## Requirement:
Transcribe every one of the rows below without changing a single character.

Location labeling records:
********

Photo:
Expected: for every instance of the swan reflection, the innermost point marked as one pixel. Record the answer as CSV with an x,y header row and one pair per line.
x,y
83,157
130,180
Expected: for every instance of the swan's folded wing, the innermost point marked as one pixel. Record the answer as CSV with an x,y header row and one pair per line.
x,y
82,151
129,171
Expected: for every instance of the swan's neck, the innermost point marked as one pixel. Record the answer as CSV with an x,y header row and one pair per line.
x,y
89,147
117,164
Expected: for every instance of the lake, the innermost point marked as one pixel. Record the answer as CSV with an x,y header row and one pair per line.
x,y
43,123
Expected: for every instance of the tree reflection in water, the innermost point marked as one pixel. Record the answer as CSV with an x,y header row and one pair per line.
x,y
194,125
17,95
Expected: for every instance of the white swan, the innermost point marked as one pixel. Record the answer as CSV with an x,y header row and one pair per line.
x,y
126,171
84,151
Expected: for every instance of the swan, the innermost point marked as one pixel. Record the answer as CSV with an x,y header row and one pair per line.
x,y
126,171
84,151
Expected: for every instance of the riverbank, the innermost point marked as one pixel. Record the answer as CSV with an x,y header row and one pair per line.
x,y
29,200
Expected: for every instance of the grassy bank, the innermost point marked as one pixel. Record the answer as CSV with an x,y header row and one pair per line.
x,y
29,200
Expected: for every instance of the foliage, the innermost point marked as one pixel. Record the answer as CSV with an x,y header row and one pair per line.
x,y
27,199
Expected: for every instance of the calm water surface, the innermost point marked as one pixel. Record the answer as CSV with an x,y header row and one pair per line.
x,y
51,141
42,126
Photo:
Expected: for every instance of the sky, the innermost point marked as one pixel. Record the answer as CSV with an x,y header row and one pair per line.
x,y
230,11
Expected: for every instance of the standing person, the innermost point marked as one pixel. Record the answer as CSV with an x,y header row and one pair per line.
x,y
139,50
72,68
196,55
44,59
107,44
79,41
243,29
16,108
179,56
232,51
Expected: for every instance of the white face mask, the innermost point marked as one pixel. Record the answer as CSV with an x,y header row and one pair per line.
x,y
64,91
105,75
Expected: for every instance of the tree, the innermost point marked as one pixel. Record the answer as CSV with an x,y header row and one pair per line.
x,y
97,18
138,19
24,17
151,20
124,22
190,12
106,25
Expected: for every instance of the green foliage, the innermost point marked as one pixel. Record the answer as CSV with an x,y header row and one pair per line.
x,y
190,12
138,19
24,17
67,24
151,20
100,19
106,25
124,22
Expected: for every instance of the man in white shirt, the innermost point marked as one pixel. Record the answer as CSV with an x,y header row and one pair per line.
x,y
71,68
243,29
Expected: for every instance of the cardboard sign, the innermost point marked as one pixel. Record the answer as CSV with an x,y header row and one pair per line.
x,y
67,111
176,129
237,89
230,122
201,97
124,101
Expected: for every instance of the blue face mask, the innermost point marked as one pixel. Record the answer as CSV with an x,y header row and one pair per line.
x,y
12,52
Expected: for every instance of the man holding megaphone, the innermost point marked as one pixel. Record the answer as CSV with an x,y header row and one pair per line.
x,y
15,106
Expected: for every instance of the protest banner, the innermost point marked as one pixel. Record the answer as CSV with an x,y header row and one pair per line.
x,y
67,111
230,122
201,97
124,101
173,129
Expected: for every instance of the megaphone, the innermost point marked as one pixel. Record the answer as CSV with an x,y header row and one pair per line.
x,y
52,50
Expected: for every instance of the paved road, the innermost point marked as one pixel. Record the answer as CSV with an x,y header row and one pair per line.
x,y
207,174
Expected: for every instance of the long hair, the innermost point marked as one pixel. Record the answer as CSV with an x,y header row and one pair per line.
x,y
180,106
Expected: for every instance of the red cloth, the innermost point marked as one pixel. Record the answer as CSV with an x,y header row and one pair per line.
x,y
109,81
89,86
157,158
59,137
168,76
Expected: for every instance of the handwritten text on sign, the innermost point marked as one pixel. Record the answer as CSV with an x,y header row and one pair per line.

********

## Solution below:
Photo:
Expected: for every instance of the swan reflection, the innermost point marked as one pixel. Record the answer as CSV with an x,y header row and one pair per line.
x,y
83,157
130,180
Expected: for every instance of the swan's folded wing, the innermost point marked as one pixel. Record the answer as CSV with an x,y header row and one pair per line.
x,y
82,151
129,171
Expected: for every instance of the swan's neck, the innermost point marked as one pixel. Record the answer as CSV with an x,y header row and one pair per line.
x,y
89,147
117,164
Expected: for every instance of the lake, the innermost point marked as one pixel. Record the answer as CSV with an x,y header row and one pair per line.
x,y
43,123
Expected: for every instance of the tree reflection in water, the innermost point marked as one pixel. Record the answer as CSV with an x,y header row and one pair per line.
x,y
194,125
17,95
Expected: for every instance of the white swan, the innermost point marked as one pixel. Record the answer as CSV with an x,y header row and one pair per line.
x,y
126,171
84,151
Expected: for every instance of the swan, the innermost point marked as one pixel. Record the answer as CSV with an x,y header row and one pair per line.
x,y
126,171
84,151
Expected: for every instance of the riverbank, the innermost point marked as one pixel. Record the answer as CSV with an x,y header row and one pair per line.
x,y
29,200
Expected: for every instance of the grassy bank, the innermost point marked as one pixel. Record the answer as CSV with an x,y header row and one pair per line.
x,y
29,200
Expected: for every instance of the foliage, the innermost point marked as one pixel. Record the answer as CSV with an x,y header row and one pair per line.
x,y
27,199
Expected: for every instance of the calm water surface, the innermost point marked as one pixel. Record the answer as CSV with an x,y header row and one pair per line.
x,y
51,141
42,126
Photo:
Expected: for every instance of the sky, the innermost point marked as one pixel. Record the answer as CSV with an x,y header row and one pair per line.
x,y
230,11
Expected: for every instance of the standing person, the innermost point marked as one pixel. Record the answer as CSV with an x,y header row and one pair per line.
x,y
139,50
72,68
196,55
44,59
107,44
79,41
243,29
16,108
179,56
232,51
Expected: for every instance of the white face mask, the innermost point marked as one pixel. Record the answer as CSV with an x,y header row and one pair per line.
x,y
64,91
105,75
Expected: for every instance of the tree, the innermost point marked as one pixel. Record the answer as CSV with an x,y header row and one pair per line.
x,y
97,18
138,19
24,17
151,20
124,22
190,12
106,25
Expected: for every instance of the green foliage, the innermost point marked as one pixel. Record the answer as CSV with an x,y header row and one pair per line.
x,y
190,12
138,19
24,17
67,24
151,20
100,19
106,25
124,22
Expected: for every instance of the man in white shirt, the innermost point marked as one pixel. Record the answer as CSV with an x,y header row and one pair per line.
x,y
71,68
243,29
Expected: for every instance of the cardboard sign, the innermost point marked as one pixel. Record the answer as CSV with an x,y header row and one pair per line.
x,y
67,111
176,129
237,89
230,122
201,97
124,101
Expected: for every instance of the blue face mask, the innermost point marked as one pixel. Record the answer as CSV with an x,y header row and one pair per line.
x,y
12,52
Expected: for every instance of the man holding megaphone, the innermost point marked as one pixel. Record the answer as CSV with an x,y header row and one pair per line.
x,y
15,106
Expected: for every instance of the protest banner, the innermost point marked as one pixel. Record the answer as CSV with an x,y header row and one pair per line.
x,y
67,111
230,122
201,97
124,101
173,129
Expected: for every instance of the megaphone, the innermost point marked as one pixel. Record the answer as CSV with an x,y header row and one pair per line.
x,y
52,50
Expected: for every instance of the paved road, the innermost point marked as one pixel. Record the answer as CSV with an x,y header row and one pair per line.
x,y
207,174
Expected: for every instance of the long hair, the innermost point marked as one pixel. Record the answer as CSV with an x,y header row and one pair per line.
x,y
180,106
Expected: for every instance of the red cloth, the innermost point marked as one pixel. Record the answer as CSV with an x,y header row and one pair per line.
x,y
109,81
89,86
157,158
59,137
168,76
Expected: for every instance of the handwritten text on sign, the innermost point marked as one pixel. Record the answer as CSV with an x,y header row and one pair per line.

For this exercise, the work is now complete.